## Challenge
Edit the items starting at the line that contains "target: slatted roof" and ending at the last line, replacing "instance" with "object" and changing nothing else. Return only those lines.

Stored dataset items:
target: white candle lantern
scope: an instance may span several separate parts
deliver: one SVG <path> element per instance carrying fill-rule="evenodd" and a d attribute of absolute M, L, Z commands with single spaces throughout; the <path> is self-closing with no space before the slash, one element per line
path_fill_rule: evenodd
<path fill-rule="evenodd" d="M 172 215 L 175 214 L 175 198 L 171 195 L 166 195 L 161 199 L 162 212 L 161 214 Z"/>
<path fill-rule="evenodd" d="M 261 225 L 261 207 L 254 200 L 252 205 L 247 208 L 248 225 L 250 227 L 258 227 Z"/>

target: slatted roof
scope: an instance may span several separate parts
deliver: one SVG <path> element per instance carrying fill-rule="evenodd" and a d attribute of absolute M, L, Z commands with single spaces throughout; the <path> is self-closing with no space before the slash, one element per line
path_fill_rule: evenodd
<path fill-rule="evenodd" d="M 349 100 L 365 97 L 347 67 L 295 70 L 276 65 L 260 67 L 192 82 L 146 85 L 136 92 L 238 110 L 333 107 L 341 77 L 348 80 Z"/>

## Task answer
target: slatted roof
scope: an object may span several separate parts
deliver: one SVG <path> element per object carrying fill-rule="evenodd" and a d attribute of absolute M, L, Z commands with single spaces throughout; the <path> is self-closing with no space before the slash, one element per line
path_fill_rule: evenodd
<path fill-rule="evenodd" d="M 349 100 L 365 97 L 347 67 L 295 70 L 276 65 L 260 67 L 192 82 L 146 85 L 136 92 L 238 110 L 333 107 L 341 77 L 348 80 Z"/>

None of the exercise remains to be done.